» **Stated task**
Repeat the records from the line containing "Mark the wooden" down to the end of the records, switching each "tiger cub" to "lion cub" and changing nothing else.

== Data shown ==

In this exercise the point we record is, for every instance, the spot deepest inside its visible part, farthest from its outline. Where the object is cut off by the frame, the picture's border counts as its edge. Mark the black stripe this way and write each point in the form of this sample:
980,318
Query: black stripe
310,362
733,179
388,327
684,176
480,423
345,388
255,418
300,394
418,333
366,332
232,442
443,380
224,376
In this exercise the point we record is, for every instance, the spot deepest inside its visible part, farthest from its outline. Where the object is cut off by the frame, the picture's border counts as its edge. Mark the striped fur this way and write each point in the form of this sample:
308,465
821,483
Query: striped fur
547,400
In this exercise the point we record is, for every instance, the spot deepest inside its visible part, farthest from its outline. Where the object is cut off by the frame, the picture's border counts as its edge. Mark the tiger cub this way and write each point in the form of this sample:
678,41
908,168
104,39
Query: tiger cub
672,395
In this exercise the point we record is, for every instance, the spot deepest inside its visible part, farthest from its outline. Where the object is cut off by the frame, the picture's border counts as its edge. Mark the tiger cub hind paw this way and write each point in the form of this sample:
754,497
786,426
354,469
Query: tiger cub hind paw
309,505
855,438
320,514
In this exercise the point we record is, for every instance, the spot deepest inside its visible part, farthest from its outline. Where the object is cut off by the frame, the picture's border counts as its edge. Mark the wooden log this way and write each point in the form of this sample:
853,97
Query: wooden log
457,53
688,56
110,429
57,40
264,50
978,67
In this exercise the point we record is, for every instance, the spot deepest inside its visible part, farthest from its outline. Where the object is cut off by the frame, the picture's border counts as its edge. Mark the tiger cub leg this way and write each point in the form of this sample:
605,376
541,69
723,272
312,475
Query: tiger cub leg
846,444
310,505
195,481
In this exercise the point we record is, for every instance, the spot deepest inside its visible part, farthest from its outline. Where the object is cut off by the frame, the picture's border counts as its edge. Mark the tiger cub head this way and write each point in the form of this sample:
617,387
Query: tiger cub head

===

» **Full answer**
In this exercise the point we record is, for every instance, the spot deepest inside its visible part, farthest from its outline. Where the object is cut off by the frame, the picture's border counts as its edge. Mark the wooden log this way and write each point in the form of this sample:
853,97
Query: wooden log
457,53
688,56
110,429
57,40
264,50
978,67
In this exercise the point we record is, for every instance, the spot deepest inside its visible part, farthest from its outline. Where the object is cut off by the frame, the picture's border counts as its edge. Mark the lion cub leg this way and write each point in the form of this sample:
605,376
541,69
723,272
312,475
Query: lion cub leg
846,444
310,505
195,481
In this exercise the point we record is, for every instance, the spot deepest inside its visible part, farthest from its outline. Where the object is cut off by the frame, the picture's border counts as its edge. Mark the lion cub head this way and write each point in the form of this sample:
617,387
Query: lion cub head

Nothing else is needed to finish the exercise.